Gustav Schwab stand, als er es unternahm, die schönsten Sagen des klassischen Altertums nachzuerzählen, vor keiner leichten Aufgabe. Jahrhunderte hindurch hatte sich die schöpferische Phantasie der Hellenen an den ursprünglich mündlich überlieferten Mythen, Heroen- und Heldensagen entzündet und sie weitergebildet. Dadurch war allmählich Neues entstanden oder zu bereits bestehenden Versionen hatten sich Varianten gesellt. Schwab mußte nicht nur aus diesen vielgestaltigen, schriftlich auf uns gekommenen Überlieferungen auswählen, sondern mußte oftmals auch die Sagenelemente oder
-fassungen in inneren Einklang bringen und Widersprüche tilgen.

AUFGABE 1: Woran hatte sich laut Lesetext die schöpferische Phantasie der Hellenen jahrhundertelang entzündet?
AUFGABE 2: Schreibe den Abschnitt des Lesetextes ab, beginnend mit „Gustav Schwab stand, als“ und weiter bis „und Widersprüche tilgen.“, und tausche dabei „Hellenen“ gegen „Griechen“ aus.

GEGEBENE DATEN:

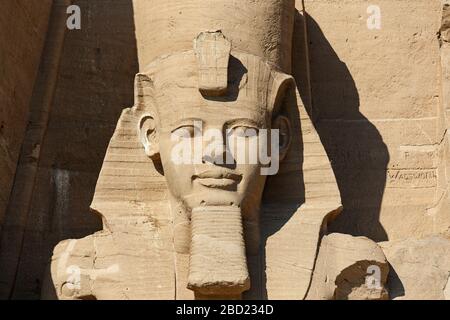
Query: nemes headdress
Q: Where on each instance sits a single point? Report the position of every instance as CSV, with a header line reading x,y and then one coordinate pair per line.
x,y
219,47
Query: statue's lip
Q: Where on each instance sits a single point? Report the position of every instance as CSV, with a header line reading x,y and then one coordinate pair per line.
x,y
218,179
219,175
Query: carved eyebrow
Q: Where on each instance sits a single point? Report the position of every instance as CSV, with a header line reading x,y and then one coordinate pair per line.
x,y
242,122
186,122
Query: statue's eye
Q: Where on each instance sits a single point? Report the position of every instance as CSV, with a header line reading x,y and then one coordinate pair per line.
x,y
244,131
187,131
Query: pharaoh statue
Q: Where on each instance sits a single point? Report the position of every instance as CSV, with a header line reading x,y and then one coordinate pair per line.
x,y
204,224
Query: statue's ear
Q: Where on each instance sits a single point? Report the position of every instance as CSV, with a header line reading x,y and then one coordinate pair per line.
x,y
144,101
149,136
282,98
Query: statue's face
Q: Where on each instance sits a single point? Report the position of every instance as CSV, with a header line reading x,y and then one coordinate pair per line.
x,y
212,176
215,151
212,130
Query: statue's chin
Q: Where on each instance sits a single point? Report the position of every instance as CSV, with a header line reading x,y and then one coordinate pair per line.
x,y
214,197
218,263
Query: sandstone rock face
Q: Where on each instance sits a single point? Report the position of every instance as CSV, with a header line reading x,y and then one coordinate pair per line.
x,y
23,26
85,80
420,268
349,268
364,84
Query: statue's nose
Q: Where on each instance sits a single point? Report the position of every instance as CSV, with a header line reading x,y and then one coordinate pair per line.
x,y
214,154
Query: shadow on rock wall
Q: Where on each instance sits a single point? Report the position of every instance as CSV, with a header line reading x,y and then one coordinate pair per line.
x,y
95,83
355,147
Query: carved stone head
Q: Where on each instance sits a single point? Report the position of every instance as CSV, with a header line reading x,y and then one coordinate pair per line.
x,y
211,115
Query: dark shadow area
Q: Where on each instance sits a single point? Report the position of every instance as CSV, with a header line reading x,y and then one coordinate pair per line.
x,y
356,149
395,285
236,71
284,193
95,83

--

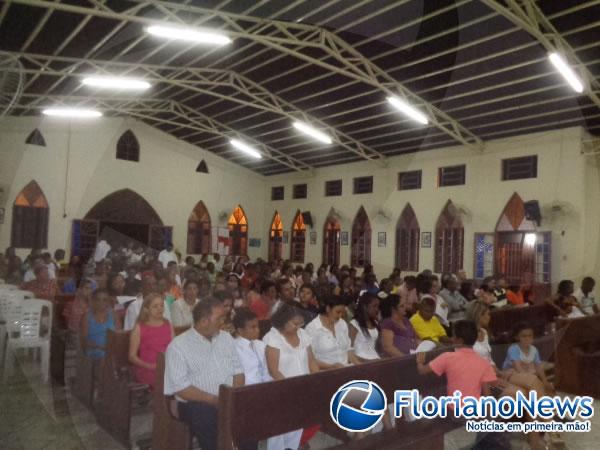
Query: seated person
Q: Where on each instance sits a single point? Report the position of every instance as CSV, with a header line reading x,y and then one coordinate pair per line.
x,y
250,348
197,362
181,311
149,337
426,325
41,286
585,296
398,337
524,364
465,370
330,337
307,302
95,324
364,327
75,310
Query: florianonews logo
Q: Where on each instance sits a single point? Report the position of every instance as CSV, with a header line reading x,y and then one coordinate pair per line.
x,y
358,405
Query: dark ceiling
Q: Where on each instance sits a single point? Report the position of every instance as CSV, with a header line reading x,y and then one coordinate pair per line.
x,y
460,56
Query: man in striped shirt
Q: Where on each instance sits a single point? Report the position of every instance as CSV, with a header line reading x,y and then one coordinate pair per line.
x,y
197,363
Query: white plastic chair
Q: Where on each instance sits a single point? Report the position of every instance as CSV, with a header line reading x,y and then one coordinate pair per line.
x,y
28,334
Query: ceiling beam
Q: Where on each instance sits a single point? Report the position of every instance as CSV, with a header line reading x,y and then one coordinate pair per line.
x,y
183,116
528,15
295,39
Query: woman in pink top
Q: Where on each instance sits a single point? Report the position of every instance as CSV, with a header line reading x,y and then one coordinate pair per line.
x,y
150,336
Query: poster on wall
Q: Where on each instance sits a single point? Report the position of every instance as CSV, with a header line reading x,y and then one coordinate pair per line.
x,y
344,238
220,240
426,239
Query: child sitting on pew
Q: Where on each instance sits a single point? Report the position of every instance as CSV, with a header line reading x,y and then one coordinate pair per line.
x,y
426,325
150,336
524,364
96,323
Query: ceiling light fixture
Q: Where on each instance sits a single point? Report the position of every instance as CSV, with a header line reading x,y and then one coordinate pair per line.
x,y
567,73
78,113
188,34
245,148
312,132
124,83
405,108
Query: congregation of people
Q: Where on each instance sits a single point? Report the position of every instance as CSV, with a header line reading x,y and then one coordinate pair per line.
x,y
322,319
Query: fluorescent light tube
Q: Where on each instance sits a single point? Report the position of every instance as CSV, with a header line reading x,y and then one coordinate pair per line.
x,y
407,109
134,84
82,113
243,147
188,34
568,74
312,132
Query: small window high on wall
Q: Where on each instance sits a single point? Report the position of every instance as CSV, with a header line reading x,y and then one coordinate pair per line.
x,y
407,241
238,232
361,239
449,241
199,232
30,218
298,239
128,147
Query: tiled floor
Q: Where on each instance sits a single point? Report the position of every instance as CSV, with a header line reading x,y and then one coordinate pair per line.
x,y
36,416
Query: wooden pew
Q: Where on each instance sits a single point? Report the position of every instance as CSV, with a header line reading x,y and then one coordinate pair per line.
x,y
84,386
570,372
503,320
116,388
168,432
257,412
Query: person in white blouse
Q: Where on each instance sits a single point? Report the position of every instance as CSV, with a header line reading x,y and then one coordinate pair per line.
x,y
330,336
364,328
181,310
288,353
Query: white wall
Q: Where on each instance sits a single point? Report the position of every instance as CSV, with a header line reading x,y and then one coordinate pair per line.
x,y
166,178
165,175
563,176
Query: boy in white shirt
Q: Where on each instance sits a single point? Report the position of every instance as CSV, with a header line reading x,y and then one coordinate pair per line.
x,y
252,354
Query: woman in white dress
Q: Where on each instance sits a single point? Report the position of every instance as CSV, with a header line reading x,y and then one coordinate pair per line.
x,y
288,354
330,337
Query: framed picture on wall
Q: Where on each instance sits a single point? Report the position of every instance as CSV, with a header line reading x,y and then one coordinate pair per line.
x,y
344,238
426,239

--

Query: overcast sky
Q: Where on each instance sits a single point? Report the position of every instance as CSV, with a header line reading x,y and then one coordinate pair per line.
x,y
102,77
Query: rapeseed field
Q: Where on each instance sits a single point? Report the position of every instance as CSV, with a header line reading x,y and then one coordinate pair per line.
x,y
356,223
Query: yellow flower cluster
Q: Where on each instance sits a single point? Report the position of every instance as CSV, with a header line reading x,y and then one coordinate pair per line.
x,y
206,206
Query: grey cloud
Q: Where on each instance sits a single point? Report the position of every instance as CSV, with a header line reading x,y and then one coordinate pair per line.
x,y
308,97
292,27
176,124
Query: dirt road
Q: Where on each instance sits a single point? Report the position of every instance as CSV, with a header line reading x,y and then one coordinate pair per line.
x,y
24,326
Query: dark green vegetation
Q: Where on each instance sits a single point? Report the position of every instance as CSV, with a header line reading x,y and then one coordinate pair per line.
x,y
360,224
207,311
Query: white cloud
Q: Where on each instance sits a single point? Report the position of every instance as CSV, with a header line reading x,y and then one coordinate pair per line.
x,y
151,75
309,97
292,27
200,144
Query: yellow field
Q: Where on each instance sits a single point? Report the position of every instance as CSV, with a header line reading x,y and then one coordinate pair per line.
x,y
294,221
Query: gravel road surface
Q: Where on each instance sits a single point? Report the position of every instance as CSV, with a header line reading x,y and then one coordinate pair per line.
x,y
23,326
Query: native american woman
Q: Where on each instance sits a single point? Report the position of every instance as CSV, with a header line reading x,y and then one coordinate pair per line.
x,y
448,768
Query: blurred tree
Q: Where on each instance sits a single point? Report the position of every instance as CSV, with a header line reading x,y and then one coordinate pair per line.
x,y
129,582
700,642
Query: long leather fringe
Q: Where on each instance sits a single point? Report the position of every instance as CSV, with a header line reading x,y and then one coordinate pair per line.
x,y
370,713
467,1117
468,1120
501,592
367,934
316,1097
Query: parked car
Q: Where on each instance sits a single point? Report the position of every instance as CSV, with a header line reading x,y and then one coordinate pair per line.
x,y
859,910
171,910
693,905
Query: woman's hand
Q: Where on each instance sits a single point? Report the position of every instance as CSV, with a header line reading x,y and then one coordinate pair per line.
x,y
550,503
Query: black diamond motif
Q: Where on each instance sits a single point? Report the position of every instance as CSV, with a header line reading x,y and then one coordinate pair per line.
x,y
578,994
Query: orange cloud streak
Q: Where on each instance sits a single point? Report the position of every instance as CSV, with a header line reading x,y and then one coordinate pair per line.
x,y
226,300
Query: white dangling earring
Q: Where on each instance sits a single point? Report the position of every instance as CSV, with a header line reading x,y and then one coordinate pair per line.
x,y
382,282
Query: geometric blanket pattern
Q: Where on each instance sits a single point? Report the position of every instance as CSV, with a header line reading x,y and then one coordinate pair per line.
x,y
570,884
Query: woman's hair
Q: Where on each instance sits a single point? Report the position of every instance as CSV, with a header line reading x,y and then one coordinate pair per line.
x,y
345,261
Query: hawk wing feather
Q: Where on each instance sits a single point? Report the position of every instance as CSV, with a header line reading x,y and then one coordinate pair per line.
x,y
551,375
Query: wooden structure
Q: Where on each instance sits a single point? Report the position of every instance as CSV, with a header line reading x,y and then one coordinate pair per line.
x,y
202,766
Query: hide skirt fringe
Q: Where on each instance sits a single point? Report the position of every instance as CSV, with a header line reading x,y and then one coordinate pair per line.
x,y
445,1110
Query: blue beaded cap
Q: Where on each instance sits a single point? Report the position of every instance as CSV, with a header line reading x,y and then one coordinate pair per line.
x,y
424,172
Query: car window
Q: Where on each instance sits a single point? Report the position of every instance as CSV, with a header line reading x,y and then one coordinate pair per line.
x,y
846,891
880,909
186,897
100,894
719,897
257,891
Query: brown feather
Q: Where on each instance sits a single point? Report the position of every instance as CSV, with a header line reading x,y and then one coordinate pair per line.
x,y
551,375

SCHRIFTLICHE LÖSUNG 1: An den ursprünglich mündlich überlieferten Mythen, Heroen- und Heldensagen.

SCHRIFTLICHE LÖSUNG 2:
Gustav Schwab stand, als er es unternahm, die schönsten Sagen des klassischen Altertums nachzuerzählen, vor keiner leichten Aufgabe. Jahrhunderte hindurch hatte sich die schöpferische Phantasie der Griechen an den ursprünglich mündlich überlieferten Mythen, Heroen- und Heldensagen entzündet und sie weitergebildet. Dadurch war allmählich Neues entstanden oder zu bereits bestehenden Versionen hatten sich Varianten gesellt. Schwab mußte nicht nur aus diesen vielgestaltigen, schriftlich auf uns gekommenen Überlieferungen auswählen, sondern mußte oftmals auch die Sagenelemente oder
-fassungen in inneren Einklang bringen und Widersprüche tilgen.